> [Exercise objective]:
Reproduce the blog passage below word for word, starting with "(In reading over" and going on through "at this time.)".

++++ Page extract ++++

So, here’s the first topic that I will put off for the time being: an exploration of Kauffman’s ideas on ontological emergence (as well as Hartmann’s on das Novum) insofar as they illuminate Bickerton’s insights into the radical innovation marked by the evolution of human language.

(In reading over what I just wrote, I suddenly understand why the Muse has gone into hiding: this is a large and very difficult topic. She probably realized before I did (1) that this is not a matter for a blog entry, not at least without being carved up into smaller, more digestible chunks, and (2) that I am not really up to the challenge, at least not at this time.)

Here are a couple of related topics, each of which may also be too much for me to do justice to in a blog entry:

  1. Mark Johnston, the philosopher, (in Saving God: Religion after Idolatry, reviewed here) is careful to insist that religion can be thoroughly compatible with natural science and to distance himself from “supernaturalism,” which is an appeal to agencies outside the purview of the sciences to explain natural phenomena. Instead, all natural phenomena can, in principle, be explained by reference to “natural law.”

    On the other hand, Kauffman, the scientist, has a more skeptical view of natural law. He adopts the definition of Murray Gell-Mann that emphasizes the function of natural law to predict the outcomes of events and processes, and he then goes on to argue that certain outcomes are in principle unpredictable. Nature, he asserts, is only partially lawful, and this leaves room for the creativity of the cosmos, its capacity to innovate and invent new forms.

    It would be interesting to examine their two ideas of natural law and to understand whether they are really as far apart as it seems. After all, both thinkers reject the idea of supernatural causation in the form of a “Creator God” or a “Cosmic Intervener.”

++++ Data under study ++++

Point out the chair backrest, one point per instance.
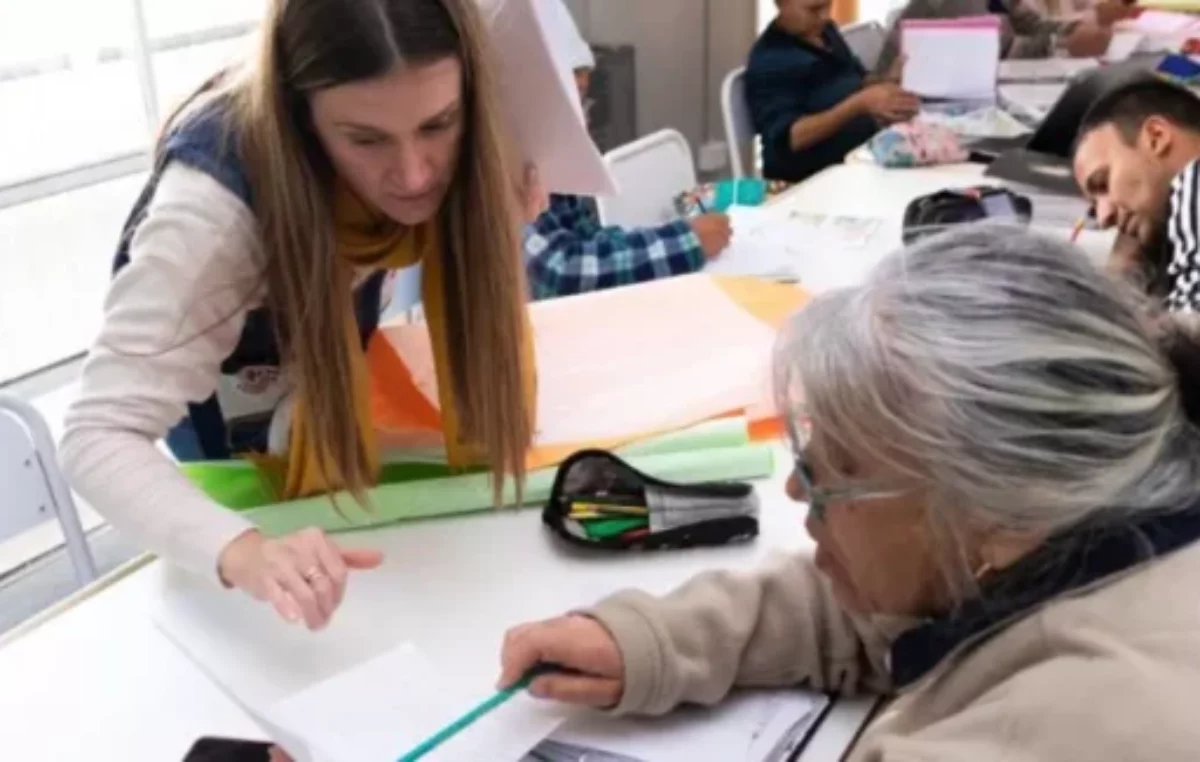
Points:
(34, 487)
(738, 126)
(649, 173)
(865, 40)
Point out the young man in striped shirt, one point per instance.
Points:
(1137, 161)
(567, 249)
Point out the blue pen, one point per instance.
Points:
(474, 715)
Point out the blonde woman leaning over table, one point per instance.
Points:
(363, 137)
(1003, 487)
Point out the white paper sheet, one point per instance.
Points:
(589, 393)
(769, 243)
(1044, 70)
(543, 103)
(766, 726)
(384, 708)
(1164, 23)
(1035, 101)
(1123, 45)
(982, 123)
(971, 43)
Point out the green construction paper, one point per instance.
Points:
(239, 485)
(467, 493)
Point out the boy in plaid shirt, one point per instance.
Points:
(567, 249)
(569, 252)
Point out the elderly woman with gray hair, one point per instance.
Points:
(1003, 487)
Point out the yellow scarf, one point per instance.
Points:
(366, 239)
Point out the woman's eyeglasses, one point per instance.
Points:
(820, 497)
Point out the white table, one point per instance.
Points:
(867, 190)
(100, 682)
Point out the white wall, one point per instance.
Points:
(669, 36)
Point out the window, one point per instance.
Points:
(83, 84)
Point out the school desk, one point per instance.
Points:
(97, 679)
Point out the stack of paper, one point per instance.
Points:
(953, 59)
(384, 708)
(613, 367)
(754, 726)
(1044, 70)
(718, 450)
(1123, 45)
(976, 123)
(777, 244)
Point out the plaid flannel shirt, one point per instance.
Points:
(569, 252)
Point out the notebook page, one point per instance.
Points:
(385, 707)
(972, 43)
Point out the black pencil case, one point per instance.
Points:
(657, 515)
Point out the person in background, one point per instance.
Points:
(567, 249)
(810, 99)
(364, 136)
(1001, 465)
(1137, 160)
(1025, 33)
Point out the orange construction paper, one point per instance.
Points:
(717, 328)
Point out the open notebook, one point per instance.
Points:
(385, 707)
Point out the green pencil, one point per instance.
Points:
(472, 717)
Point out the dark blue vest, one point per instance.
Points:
(205, 142)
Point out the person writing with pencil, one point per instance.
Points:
(1137, 160)
(567, 249)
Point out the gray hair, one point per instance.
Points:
(1002, 370)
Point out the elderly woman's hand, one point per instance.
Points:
(593, 667)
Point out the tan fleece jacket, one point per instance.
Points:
(1109, 672)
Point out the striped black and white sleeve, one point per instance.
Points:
(1183, 229)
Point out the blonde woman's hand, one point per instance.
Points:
(303, 575)
(533, 196)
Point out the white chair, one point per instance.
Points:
(649, 173)
(739, 133)
(34, 487)
(865, 41)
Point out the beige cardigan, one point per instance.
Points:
(1108, 672)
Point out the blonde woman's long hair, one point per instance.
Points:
(311, 45)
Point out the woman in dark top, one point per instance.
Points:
(809, 97)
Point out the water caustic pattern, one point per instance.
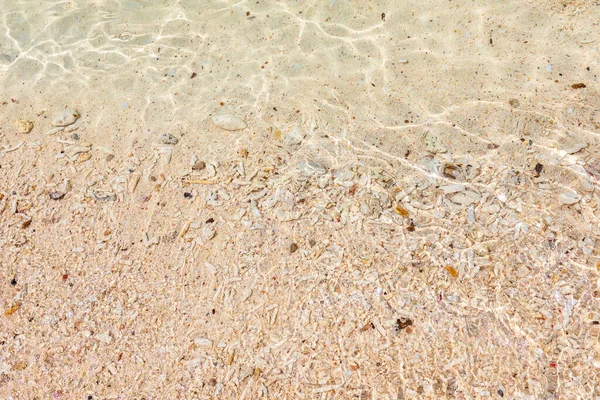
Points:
(435, 163)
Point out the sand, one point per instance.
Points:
(408, 209)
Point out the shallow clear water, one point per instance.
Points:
(344, 67)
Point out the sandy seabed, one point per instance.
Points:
(407, 207)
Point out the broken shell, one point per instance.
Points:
(466, 198)
(168, 139)
(23, 125)
(229, 122)
(65, 118)
(568, 198)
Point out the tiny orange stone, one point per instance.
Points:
(452, 271)
(401, 211)
(13, 309)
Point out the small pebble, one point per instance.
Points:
(199, 166)
(568, 198)
(56, 195)
(65, 118)
(168, 139)
(23, 125)
(229, 122)
(514, 103)
(577, 147)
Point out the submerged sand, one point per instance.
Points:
(410, 212)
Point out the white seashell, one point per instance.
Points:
(65, 118)
(199, 341)
(229, 122)
(466, 198)
(449, 189)
(577, 147)
(568, 198)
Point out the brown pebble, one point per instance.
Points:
(56, 195)
(13, 309)
(403, 323)
(403, 212)
(199, 166)
(367, 326)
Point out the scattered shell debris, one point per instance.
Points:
(65, 118)
(23, 125)
(229, 122)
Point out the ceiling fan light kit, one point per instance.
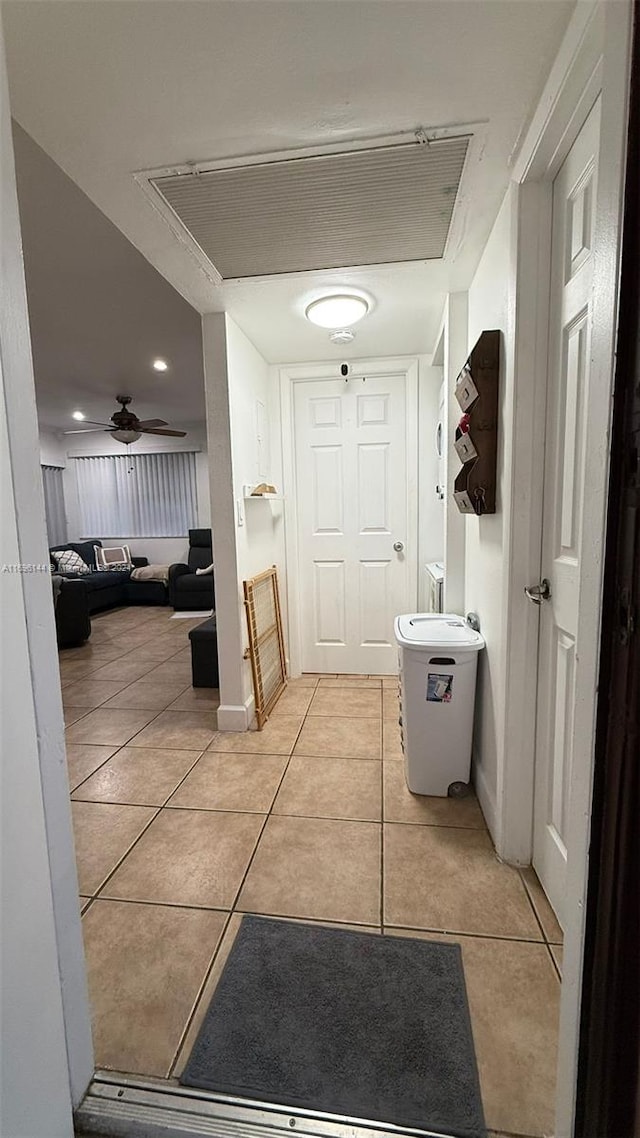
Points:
(125, 427)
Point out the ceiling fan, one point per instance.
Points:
(126, 427)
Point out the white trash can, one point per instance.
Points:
(437, 677)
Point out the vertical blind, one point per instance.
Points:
(55, 504)
(138, 495)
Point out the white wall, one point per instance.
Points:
(491, 306)
(56, 450)
(261, 537)
(431, 509)
(46, 1047)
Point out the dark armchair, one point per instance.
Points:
(187, 590)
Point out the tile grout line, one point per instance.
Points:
(531, 901)
(198, 996)
(232, 909)
(96, 895)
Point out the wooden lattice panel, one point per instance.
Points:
(267, 644)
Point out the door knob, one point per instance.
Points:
(539, 593)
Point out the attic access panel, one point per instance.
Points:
(366, 207)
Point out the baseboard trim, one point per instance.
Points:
(232, 717)
(486, 800)
(237, 716)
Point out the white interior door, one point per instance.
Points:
(572, 256)
(355, 536)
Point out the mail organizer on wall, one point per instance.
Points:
(476, 442)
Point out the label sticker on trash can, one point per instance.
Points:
(440, 687)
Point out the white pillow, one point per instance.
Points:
(116, 557)
(68, 561)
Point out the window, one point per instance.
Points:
(137, 495)
(55, 504)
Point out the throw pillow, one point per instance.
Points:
(67, 561)
(116, 557)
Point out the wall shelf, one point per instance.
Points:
(476, 390)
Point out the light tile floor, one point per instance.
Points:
(181, 829)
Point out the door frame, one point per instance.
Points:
(310, 372)
(595, 59)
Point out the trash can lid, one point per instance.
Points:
(436, 631)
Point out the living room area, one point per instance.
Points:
(128, 511)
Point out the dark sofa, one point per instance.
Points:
(107, 590)
(188, 592)
(73, 625)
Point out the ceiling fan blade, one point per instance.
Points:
(161, 430)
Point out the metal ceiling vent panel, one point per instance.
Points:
(364, 207)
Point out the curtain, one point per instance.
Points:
(55, 504)
(138, 495)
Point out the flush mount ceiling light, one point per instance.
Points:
(337, 311)
(343, 337)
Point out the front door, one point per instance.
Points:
(355, 535)
(565, 459)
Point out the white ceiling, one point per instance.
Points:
(112, 88)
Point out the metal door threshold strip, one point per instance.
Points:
(126, 1107)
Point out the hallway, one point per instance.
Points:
(180, 830)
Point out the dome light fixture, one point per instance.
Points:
(126, 436)
(341, 310)
(344, 336)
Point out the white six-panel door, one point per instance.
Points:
(572, 256)
(352, 489)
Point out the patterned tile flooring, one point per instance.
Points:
(181, 829)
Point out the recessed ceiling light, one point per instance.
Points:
(337, 311)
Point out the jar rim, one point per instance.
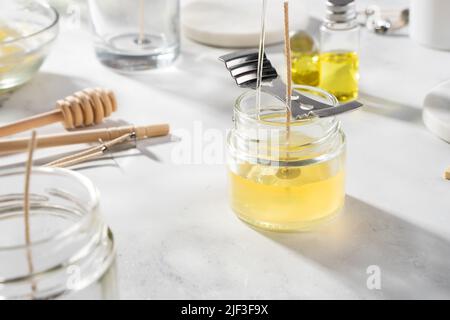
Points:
(93, 203)
(331, 99)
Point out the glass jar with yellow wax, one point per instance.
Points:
(285, 177)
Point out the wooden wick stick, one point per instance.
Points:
(26, 206)
(85, 136)
(287, 50)
(447, 174)
(88, 154)
(141, 22)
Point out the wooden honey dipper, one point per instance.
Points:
(83, 108)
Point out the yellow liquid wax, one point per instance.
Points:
(305, 68)
(17, 63)
(339, 74)
(288, 198)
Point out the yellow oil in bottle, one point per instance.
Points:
(288, 198)
(305, 68)
(305, 59)
(339, 74)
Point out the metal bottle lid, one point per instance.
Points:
(340, 11)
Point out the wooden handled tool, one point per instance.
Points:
(83, 108)
(48, 141)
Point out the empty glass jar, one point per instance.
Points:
(285, 179)
(70, 254)
(136, 35)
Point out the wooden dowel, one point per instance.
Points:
(31, 122)
(287, 49)
(26, 208)
(88, 136)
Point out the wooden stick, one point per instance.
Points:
(32, 122)
(287, 50)
(447, 174)
(141, 23)
(88, 136)
(87, 154)
(26, 206)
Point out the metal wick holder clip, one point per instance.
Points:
(243, 66)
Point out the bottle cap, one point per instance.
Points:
(340, 11)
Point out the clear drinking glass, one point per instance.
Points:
(70, 254)
(136, 35)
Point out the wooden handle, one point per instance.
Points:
(31, 123)
(142, 132)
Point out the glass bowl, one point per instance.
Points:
(27, 30)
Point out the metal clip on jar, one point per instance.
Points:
(71, 252)
(280, 180)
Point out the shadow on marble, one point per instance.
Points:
(391, 109)
(414, 262)
(41, 93)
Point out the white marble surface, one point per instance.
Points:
(176, 236)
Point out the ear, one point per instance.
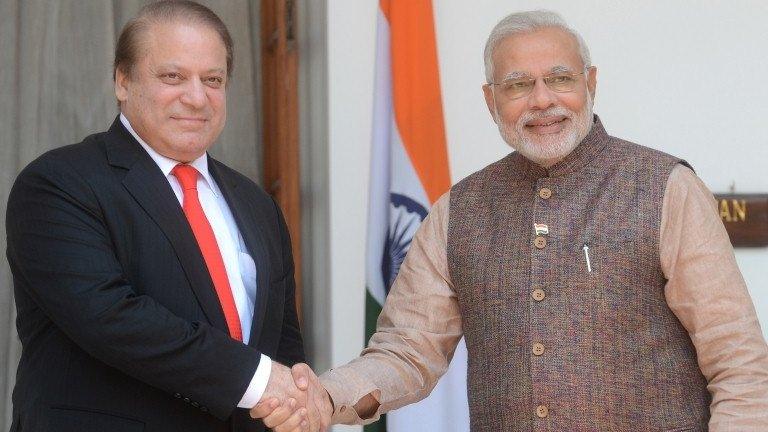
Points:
(490, 102)
(121, 85)
(592, 80)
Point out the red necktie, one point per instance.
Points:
(187, 176)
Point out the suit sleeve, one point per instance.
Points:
(62, 256)
(290, 350)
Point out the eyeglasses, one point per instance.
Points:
(517, 88)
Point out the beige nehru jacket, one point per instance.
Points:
(420, 325)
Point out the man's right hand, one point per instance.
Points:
(284, 416)
(283, 406)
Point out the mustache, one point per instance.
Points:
(537, 115)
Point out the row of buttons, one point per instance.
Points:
(191, 402)
(538, 295)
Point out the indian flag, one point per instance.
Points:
(409, 172)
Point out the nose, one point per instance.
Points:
(541, 96)
(194, 95)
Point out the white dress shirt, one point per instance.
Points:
(241, 269)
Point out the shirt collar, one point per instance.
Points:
(167, 164)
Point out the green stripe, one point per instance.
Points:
(372, 311)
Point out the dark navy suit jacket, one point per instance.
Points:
(120, 325)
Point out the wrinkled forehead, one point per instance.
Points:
(539, 52)
(176, 37)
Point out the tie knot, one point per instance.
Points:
(187, 176)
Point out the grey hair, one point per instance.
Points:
(526, 22)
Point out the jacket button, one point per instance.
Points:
(542, 411)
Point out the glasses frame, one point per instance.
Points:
(544, 79)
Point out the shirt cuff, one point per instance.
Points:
(258, 384)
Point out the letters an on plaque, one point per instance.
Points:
(745, 217)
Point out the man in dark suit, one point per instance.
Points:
(154, 285)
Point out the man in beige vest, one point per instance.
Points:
(592, 277)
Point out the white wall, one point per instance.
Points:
(685, 77)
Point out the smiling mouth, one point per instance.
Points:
(545, 123)
(546, 126)
(190, 119)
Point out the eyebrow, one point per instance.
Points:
(519, 74)
(175, 66)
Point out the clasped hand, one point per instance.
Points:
(294, 400)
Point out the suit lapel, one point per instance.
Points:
(146, 183)
(249, 222)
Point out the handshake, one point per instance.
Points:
(294, 400)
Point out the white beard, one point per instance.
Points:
(546, 150)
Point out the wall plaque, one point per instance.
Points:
(745, 217)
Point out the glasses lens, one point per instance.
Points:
(560, 82)
(514, 89)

++++

> [Written reply]:
(In reading over what I just wrote, I suddenly understand why the Muse has gone into hiding: this is a large and very difficult topic. She probably realized before I did (1) that this is not a matter for a blog entry, not at least without being carved up into smaller, more digestible chunks, and (2) that I am not really up to the challenge, at least not at this time.)